• _Stated goal_: Print the entire listing. Each line must match the original exactly.
■ ■ ■ ■ ■
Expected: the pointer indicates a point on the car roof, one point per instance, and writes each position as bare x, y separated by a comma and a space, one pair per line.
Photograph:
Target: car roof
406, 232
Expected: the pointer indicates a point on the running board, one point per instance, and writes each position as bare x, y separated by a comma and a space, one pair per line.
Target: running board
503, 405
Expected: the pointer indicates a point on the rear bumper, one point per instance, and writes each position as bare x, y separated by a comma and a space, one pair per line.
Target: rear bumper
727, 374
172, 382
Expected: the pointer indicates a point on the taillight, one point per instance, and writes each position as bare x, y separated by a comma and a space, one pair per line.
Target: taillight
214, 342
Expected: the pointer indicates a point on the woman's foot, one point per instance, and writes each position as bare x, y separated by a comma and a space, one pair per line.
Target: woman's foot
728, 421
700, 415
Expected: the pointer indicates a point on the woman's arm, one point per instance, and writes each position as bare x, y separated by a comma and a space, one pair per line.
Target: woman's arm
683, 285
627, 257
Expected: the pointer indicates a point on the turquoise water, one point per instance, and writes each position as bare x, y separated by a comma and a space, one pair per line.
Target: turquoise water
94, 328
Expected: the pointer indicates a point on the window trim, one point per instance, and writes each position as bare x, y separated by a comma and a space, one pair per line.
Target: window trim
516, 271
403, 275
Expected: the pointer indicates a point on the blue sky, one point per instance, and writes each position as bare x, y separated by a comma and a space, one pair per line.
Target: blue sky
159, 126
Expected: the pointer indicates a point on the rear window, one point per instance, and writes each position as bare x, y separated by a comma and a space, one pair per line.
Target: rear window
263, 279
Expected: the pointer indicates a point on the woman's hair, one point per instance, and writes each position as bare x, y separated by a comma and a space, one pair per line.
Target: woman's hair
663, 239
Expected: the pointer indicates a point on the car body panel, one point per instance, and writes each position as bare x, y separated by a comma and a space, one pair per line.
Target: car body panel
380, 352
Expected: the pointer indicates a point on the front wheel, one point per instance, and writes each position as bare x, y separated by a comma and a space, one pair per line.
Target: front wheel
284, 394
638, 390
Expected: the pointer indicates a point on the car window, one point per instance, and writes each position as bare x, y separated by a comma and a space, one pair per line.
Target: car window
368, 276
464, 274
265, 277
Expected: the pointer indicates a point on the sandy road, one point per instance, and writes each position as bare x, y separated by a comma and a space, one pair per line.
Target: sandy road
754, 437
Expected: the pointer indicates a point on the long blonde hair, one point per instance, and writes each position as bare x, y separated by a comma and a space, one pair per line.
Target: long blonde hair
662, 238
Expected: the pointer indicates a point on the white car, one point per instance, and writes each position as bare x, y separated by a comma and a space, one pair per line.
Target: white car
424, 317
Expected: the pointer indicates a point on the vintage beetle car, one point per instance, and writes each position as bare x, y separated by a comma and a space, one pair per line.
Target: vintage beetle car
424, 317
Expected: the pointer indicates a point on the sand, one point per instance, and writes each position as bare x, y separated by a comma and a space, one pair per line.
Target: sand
■ ■ ■ ■ ■
• _Exercise output_:
Expected: the pointer indicates a point on the car roof, one point per instance, and writes each position as bare x, y separated by a comma and a space, one pair per line.
Photograph:
Target: car roof
406, 232
Expected: the pointer indicates a point on the running board, one point per instance, and writes each position as bare x, y separated by a comma and a space, one pair per line.
Target: running board
503, 405
Expected: the pointer indicates a point on the rear bumper, one point per instance, and writes each position as bare x, y separated by a comma and a space, one pair per line.
Target: rear bumper
727, 374
172, 382
Expected: the pointer indicates a point on the taillight, one point per instance, and writes each position as bare x, y separated by a comma and a space, one pair per line.
Target: taillight
214, 342
Expected: the pointer indicates a point on the woman's foot, one point per instance, and writes each position as bare x, y separated by a comma and a space, one pair per line.
Target: woman's foot
728, 421
700, 415
Expected: the pointer indicates a point on the woman's arm, one point per instance, and writes each position as bare x, y separated by a comma and a space, one pair per line.
Target: woman's arm
683, 285
627, 257
Expected: the pointer indicates a point on the turquoise water, one point per instance, and writes each position as bare x, y separated by a comma and a space, one pair per line.
Target: turquoise water
94, 328
Expected: the pointer indicates a point on the window trim, one point per instance, and writes each position as bare x, y separated by a comma and a space, one pair per line.
Target: window trim
516, 271
403, 275
Expected: the pointer indicates a point on the blue sky, one point per instance, and writes each position as bare x, y separated by a comma and a space, one pair per line.
Target: blue sky
159, 126
Expected: the pointer indicates a point on the rear window, one point per instance, and writes each position as bare x, y separated by a comma and a space, one pair per line.
Target: rear window
263, 279
Expected: the pointer indicates a point on the woman's hair, one point per instance, and writes each position as bare x, y separated by a comma and a space, one pair per line.
Target: woman's hair
663, 239
Expected: the pointer indicates a point on the car body panel, one point per instance, and writes each position as bare x, y separated by a comma and a space, one pair per line.
Target: car body panel
380, 352
Expected: the pointer indicates a point on the front wheel, one point per instance, and writes each position as bare x, y separated by a comma and a space, one pair per line.
Target: front wheel
284, 394
638, 390
Expected: the pointer indicates a point on the car window, one point per instance, and writes each position as bare x, y separated by a comma and a space, one pair per line.
Target: car window
368, 276
464, 274
265, 277
Expected: the pointer indicates a point on the sandy road, one point per instance, and writes each position as bare x, y separated by a comma and a space, one pair per line.
Target: sandy road
754, 437
Expected: the pointer indicates a point on the long blonde hair, one point per instance, and writes each position as bare x, y separated by a comma and a space, one pair per line.
Target: long blonde hair
662, 238
Expected: the pointer indicates a point on the white car, one point per instance, and writes each position as bare x, y separated by a comma and a space, one pair per line.
Target: white car
424, 317
Expected: the pointer indicates a point on the vintage beetle car, one point per instance, and writes each position as bare x, y separated by a comma and a space, one pair per line.
Target: vintage beetle car
424, 317
Expected: the pointer indicates a point on the sand, one point per instance, and writes each position as bare x, y separated by a comma and a space, one pair per line.
Target: sand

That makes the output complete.